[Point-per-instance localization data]
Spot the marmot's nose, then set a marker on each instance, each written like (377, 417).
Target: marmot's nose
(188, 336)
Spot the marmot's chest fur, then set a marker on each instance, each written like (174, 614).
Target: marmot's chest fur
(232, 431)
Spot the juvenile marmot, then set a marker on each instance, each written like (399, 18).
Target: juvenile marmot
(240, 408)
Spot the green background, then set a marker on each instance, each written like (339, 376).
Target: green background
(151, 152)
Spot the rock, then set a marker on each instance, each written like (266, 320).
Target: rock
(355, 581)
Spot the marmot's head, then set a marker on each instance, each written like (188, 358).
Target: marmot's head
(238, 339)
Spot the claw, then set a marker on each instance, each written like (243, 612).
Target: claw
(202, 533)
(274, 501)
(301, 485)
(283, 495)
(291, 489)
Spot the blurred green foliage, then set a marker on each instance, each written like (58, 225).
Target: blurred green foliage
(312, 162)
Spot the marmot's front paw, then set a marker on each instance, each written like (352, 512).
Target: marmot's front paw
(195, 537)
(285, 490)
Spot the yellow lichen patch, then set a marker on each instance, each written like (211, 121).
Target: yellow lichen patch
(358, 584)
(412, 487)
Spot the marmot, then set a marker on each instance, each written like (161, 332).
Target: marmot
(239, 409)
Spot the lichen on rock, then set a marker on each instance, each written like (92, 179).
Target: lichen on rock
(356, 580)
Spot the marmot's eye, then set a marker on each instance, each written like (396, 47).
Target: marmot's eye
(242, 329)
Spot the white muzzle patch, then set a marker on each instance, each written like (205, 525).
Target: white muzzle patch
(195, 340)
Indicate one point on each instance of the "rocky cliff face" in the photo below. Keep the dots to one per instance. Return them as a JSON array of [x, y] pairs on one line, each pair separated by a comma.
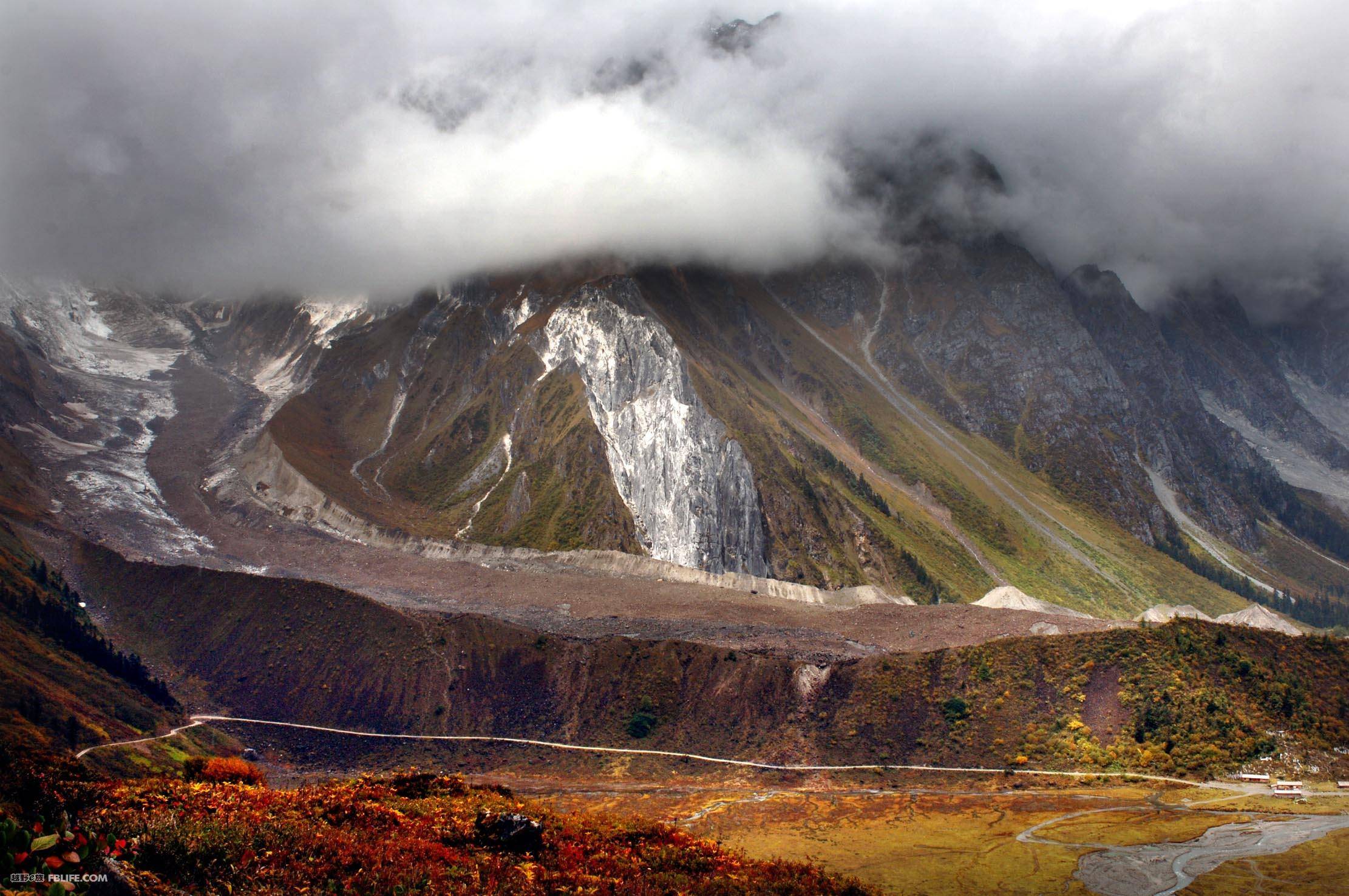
[[938, 429], [690, 487], [1237, 367], [1171, 431]]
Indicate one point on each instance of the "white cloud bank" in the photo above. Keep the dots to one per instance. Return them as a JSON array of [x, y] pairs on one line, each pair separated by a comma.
[[350, 146]]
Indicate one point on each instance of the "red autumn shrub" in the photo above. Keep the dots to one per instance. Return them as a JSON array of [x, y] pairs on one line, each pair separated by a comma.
[[228, 768]]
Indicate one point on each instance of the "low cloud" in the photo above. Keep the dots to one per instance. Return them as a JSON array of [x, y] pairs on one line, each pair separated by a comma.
[[353, 148]]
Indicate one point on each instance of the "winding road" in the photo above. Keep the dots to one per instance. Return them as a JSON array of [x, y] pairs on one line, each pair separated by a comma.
[[696, 758]]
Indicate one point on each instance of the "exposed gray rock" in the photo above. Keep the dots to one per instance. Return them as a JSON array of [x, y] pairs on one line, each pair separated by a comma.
[[691, 490]]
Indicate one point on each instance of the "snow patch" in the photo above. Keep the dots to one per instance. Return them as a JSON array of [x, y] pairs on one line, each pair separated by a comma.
[[690, 487]]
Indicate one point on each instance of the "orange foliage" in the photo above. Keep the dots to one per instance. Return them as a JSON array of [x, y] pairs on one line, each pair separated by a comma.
[[220, 770]]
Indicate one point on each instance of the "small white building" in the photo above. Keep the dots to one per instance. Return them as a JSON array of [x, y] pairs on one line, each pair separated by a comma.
[[1287, 789]]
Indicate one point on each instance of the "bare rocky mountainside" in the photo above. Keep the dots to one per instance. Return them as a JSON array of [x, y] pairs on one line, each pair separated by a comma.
[[923, 433], [799, 516]]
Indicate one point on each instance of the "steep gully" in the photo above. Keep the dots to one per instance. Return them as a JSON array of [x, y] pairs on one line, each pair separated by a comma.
[[916, 417]]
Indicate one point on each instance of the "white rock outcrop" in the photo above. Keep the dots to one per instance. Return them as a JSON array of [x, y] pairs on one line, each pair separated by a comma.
[[1258, 617], [1012, 598], [1164, 613], [690, 487]]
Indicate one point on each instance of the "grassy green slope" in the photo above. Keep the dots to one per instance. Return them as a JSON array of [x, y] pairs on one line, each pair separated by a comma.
[[784, 389]]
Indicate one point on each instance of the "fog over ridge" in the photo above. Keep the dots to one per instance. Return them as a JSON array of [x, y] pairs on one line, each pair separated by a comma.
[[361, 148]]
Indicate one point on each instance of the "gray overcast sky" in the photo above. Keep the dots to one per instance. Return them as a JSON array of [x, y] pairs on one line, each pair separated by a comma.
[[342, 148]]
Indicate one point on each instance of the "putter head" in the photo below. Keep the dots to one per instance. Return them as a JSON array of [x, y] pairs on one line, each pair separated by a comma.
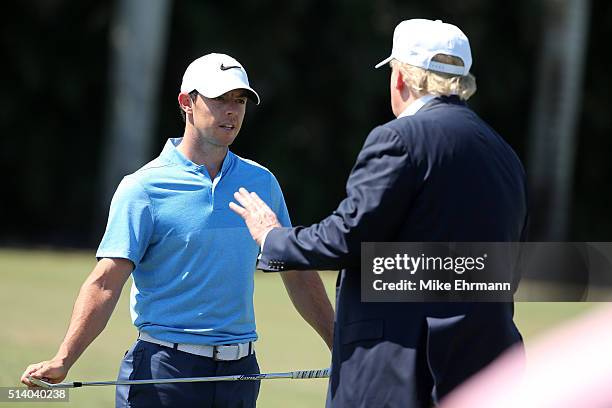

- INSTRUCTIONS TO FOLLOW: Copy each line of the records precisely and drop any images they hold.

- SOLUTION FOR THIS PROBLEM:
Spot the marmot's nose, then set a marker on each instance, each written like (377, 417).
Target: marmot's nose
(188, 336)
Spot the marmot's chest fur, then set a marker on each instance, each written like (174, 614).
Target: marmot's chest fur
(232, 431)
Spot the juvenile marmot, then set a marker on each instance, each written like (399, 18).
Target: juvenile marmot
(240, 408)
Spot the green background, then set a marker on each instance, each written like (339, 376).
Target: green background
(151, 152)
Spot the rock, then set a marker on each instance, each written like (266, 320).
Target: rock
(355, 581)
Spot the marmot's head, then set a marker on each instance, each written like (188, 358).
Target: marmot's head
(238, 339)
Spot the claw, then set a marker on each instance, each written like (243, 612).
Target: claw
(202, 533)
(274, 501)
(301, 485)
(283, 495)
(291, 489)
Spot the blurred green foliage, then set a marker on each instance, each written like (58, 225).
Target: blurred green foliage
(312, 162)
Spot the marmot's front paw, then set a marker on each instance, each written like (352, 512).
Target: marmot's front paw
(195, 537)
(285, 490)
Spot the yellow lichen patch, then set a marker on each instance, each written like (211, 121).
Target: yellow lichen patch
(358, 584)
(412, 487)
Spot the marmot, then set a marker on each instance, each written like (161, 332).
Target: marmot
(239, 409)
Spot the lichen on rock, then set a marker on each instance, each written like (92, 179).
Target: lichen on rock
(356, 580)
Spot the marmot's eye, then set a marker on each instance, each written like (396, 47).
Target: marmot's eye
(242, 329)
Spot the white muzzle patch, then set a marker on each instance, each written like (205, 525).
Target: white muzzle patch
(195, 340)
Indicate one point on each instance of the "rocky cliff face" in the photo below. Keep the dots to one per instance. Return them as a JSON array of [x, y] pairs on one line, each pair separated by a comma.
[[938, 429], [690, 487], [1237, 367], [1171, 431]]
Indicate one point on each instance of the "white cloud bank" in the photo above. Keep the dots to one per instance. Return them as a JSON array of [x, y] pairs on one line, each pair separated by a comma.
[[350, 146]]
Indicate one point on each instance of the "red autumn shrub" in the photo above. Keep the dots to one per instance. Return them as a JSON array of [x, y] pairs on one line, each pair separated by a comma.
[[228, 768]]
Indicate one point on each instance of the "low cloud" in the photo above. Keep the dots to one per instance. Return them as a JSON array of [x, y] pairs on one line, each pair separated by a comma.
[[353, 148]]
Indicate one point on each instance of the "winding road" in the photo above. Keep the dots to one per instance. Return them as a JSON array of [x, y] pairs on one line, each pair separated by a comma.
[[696, 758]]
Indicate one point on each instance of the "exposed gray rock" in the photo above. Keep the dots to one per instance. Return them as a JSON array of [x, y] pairs on one line, each pair separated by a comma.
[[691, 490]]
Indicate one point on each instance of the "snow patch" in the photo above. Keep the dots to one per instance. Return them as a JSON array of [x, y] pairs on one line, each pair separated by a comma.
[[690, 487]]
Indicate one point on each instance of the "orange foliage" in the photo above. Keep the dots to one per instance. Return them as a JSON array of [x, y] pairs on one line, each pair separated by a comma.
[[220, 770]]
Indicate one point on each instance of the "small white building" in the photo above. Keep the dots to one per instance. Return them as a JSON array of [x, y] pairs on one line, each pair separated by a comma.
[[1287, 789]]
Indicate one point on each instance of the "bare rocky mountainside" in the photo above. Keep the dots to one per instance. Return them as a JSON array of [x, y] pairs on one line, each pair separated by a comma.
[[923, 433], [799, 516]]
Indicate one point on each instance of the "steep gully" in the photo above. Keep the dots to one per instance. Return them as a JSON array of [x, y] pairs on one line, each pair separated by a comma.
[[916, 417]]
Indicate one point on each instance of the "white rock outcrop" in the photo above. Keep the dots to one per instance. Return them as a JSON array of [x, y] pairs on one line, each pair separated by a comma.
[[1258, 617], [1012, 598], [1164, 613], [690, 487]]
Indicate one point on each instance of the "grassy green slope" in the photo above. Keep the dots to one per instance. Return them as a JSON array of [x, y] pairs on one line, each pair separated by a comma.
[[784, 389]]
Indicate one point on each instance of the "fog over ridge" in the photo above. Keep the dots to one per instance. Return them as a JSON array of [x, y] pairs on one line, each pair separated by a comma.
[[361, 148]]
Indicate one point on each instance of the "gray overcast sky" in the photo above. Keep the dots to one per instance. Return them as a JSON array of [x, y] pairs on one line, each pair separated by a comma.
[[342, 148]]
Indicate one point on each instance of the "putter head" in the photo below. Keep the dots to one per instance. Return them as a JSON array of [x, y] pairs on one line, each pair separated by a comma.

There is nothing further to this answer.